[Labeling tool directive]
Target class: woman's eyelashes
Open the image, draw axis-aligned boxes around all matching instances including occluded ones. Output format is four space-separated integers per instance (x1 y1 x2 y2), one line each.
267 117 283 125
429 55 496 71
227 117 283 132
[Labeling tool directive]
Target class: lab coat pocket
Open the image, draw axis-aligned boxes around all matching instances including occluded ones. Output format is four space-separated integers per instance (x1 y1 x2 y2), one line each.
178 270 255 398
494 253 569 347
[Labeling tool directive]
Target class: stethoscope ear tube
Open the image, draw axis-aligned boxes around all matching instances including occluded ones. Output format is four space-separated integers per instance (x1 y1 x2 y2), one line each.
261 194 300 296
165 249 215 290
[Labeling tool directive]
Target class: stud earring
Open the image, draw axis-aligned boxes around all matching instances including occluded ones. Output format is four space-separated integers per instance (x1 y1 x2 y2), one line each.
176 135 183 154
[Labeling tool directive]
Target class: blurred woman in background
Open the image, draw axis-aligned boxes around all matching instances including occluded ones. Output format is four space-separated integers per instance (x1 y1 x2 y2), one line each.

# # #

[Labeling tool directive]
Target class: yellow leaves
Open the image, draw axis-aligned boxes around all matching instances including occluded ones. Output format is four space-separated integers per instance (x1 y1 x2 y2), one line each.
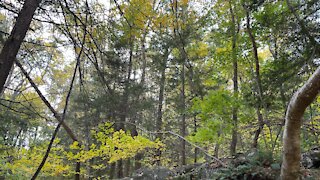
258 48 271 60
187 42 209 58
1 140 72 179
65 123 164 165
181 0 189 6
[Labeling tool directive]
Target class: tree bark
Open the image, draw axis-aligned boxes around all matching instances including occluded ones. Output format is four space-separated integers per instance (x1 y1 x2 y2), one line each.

# # #

--- Stated task ---
Pull out each line of the material above that contains the string "class", counting a line only when the case matches.

--- Solution to this task ---
Target class: woman's eyelashes
Target class: lab coat pocket
Target class: stethoscope ear tube
Target class: stud earring
Target class: blurred woman in background
Target class: yellow leaves
Target class: tree bark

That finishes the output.